(Stored data)
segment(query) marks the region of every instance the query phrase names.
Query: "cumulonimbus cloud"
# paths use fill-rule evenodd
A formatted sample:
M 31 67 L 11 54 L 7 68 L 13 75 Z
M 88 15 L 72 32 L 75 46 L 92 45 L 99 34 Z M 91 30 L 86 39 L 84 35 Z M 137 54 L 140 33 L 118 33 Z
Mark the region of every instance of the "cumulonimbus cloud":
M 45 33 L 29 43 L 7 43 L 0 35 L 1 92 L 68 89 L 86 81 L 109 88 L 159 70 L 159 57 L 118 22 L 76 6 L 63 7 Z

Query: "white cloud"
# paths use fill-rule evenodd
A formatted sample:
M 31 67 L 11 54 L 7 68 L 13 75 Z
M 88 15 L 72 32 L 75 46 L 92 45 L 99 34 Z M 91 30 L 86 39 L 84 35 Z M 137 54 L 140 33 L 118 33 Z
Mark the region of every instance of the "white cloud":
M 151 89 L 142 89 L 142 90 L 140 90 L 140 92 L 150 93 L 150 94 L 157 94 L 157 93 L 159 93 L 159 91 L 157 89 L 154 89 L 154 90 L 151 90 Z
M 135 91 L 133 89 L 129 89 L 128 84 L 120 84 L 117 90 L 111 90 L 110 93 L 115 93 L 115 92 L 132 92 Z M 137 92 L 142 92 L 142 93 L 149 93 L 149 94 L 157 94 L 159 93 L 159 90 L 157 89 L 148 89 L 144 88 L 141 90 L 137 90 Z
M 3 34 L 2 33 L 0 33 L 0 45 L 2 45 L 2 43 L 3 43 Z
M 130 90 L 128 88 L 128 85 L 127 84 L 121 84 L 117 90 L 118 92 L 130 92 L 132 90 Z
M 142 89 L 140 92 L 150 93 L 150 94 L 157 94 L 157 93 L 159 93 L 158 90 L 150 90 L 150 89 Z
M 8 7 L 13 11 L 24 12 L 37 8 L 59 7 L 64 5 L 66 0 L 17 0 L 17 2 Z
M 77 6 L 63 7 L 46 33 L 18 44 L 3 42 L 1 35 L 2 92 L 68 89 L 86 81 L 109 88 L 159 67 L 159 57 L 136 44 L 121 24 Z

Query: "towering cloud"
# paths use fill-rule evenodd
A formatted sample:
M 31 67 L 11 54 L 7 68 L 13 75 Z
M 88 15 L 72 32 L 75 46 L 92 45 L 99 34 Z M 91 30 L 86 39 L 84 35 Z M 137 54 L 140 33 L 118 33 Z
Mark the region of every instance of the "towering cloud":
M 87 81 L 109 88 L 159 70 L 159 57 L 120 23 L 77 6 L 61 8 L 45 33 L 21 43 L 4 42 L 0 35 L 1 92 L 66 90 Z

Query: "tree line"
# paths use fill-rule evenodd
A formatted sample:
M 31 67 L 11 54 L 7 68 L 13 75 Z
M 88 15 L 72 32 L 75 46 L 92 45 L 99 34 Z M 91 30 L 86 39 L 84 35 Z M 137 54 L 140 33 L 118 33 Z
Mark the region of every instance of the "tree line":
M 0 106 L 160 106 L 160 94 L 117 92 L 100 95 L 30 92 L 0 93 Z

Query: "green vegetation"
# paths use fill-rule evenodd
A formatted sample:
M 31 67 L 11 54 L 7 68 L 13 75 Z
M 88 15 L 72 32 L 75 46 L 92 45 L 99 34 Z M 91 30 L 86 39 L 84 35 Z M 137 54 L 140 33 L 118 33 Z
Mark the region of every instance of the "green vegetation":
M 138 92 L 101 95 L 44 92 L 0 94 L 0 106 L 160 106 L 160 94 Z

- [What the task requires] Word for word, write out all of the data above.

- [Solution to this problem]
segment(query) marks the region of every instance the query phrase names.
Query: "cumulonimbus cloud"
# paths use fill-rule evenodd
A formatted sample:
M 31 67 L 11 54 L 7 68 L 13 75 Z
M 88 15 L 72 32 L 75 46 L 92 45 L 99 34 Z M 91 30 L 86 39 L 84 35 Z M 137 54 L 140 33 L 118 33 Z
Mark the region of every instance of the "cumulonimbus cloud":
M 45 33 L 29 43 L 7 43 L 0 35 L 1 92 L 68 89 L 86 81 L 109 88 L 159 70 L 159 57 L 118 22 L 76 6 L 63 7 Z

Query: "white cloud"
# paths use fill-rule evenodd
A formatted sample:
M 31 67 L 11 54 L 7 68 L 13 75 Z
M 88 15 L 72 32 L 75 46 L 92 45 L 99 34 Z M 91 30 L 86 39 L 84 35 Z M 137 54 L 140 33 L 118 33 Z
Mark the region of every instance of the "white cloud":
M 151 89 L 142 89 L 142 90 L 140 90 L 140 92 L 150 93 L 150 94 L 157 94 L 157 93 L 159 93 L 159 91 L 157 89 L 154 89 L 154 90 L 151 90 Z
M 135 91 L 133 89 L 129 89 L 128 84 L 120 84 L 117 90 L 111 90 L 110 93 L 115 93 L 115 92 L 132 92 Z M 137 92 L 142 92 L 142 93 L 149 93 L 149 94 L 157 94 L 159 93 L 159 90 L 157 89 L 148 89 L 144 88 L 141 90 L 137 90 Z
M 3 34 L 2 33 L 0 33 L 0 45 L 2 45 L 2 43 L 3 43 Z
M 130 90 L 128 88 L 128 85 L 127 84 L 121 84 L 117 90 L 118 92 L 130 92 L 132 90 Z
M 142 89 L 140 92 L 150 93 L 150 94 L 157 94 L 157 93 L 159 93 L 158 90 L 150 90 L 150 89 Z
M 8 7 L 13 11 L 24 12 L 37 8 L 59 7 L 64 5 L 66 0 L 17 0 L 17 2 Z
M 77 6 L 63 7 L 46 33 L 18 44 L 3 42 L 1 35 L 2 92 L 68 89 L 86 81 L 109 88 L 159 67 L 159 57 L 136 44 L 121 24 Z

Query: "towering cloud"
# paths use fill-rule evenodd
A formatted sample:
M 31 67 L 11 54 L 7 68 L 13 75 Z
M 88 15 L 72 32 L 75 46 L 92 45 L 99 34 Z M 91 30 L 86 39 L 84 35 Z M 137 54 L 140 33 L 118 33 Z
Mark the region of every instance of the "towering cloud":
M 87 81 L 109 88 L 159 70 L 159 57 L 120 23 L 77 6 L 61 8 L 45 33 L 21 43 L 4 42 L 0 35 L 1 92 L 66 90 Z

Query: "tree line"
# paths use fill-rule evenodd
A formatted sample:
M 31 67 L 11 54 L 7 68 L 13 75 Z
M 88 15 L 72 32 L 75 46 L 92 45 L 99 34 Z M 91 30 L 86 39 L 84 35 Z M 137 54 L 140 33 L 118 33 Z
Mark the region of every instance of the "tree line":
M 0 106 L 160 106 L 160 94 L 117 92 L 100 95 L 30 92 L 0 93 Z

Query: "green vegetation"
# paths use fill-rule evenodd
A formatted sample:
M 31 67 L 11 54 L 7 68 L 13 75 Z
M 88 15 L 72 32 L 75 46 L 92 45 L 99 34 Z M 91 30 L 86 39 L 84 35 Z M 137 54 L 140 33 L 118 33 Z
Mark the region of every instance of the "green vegetation":
M 138 92 L 101 95 L 44 92 L 0 94 L 0 106 L 160 106 L 160 94 Z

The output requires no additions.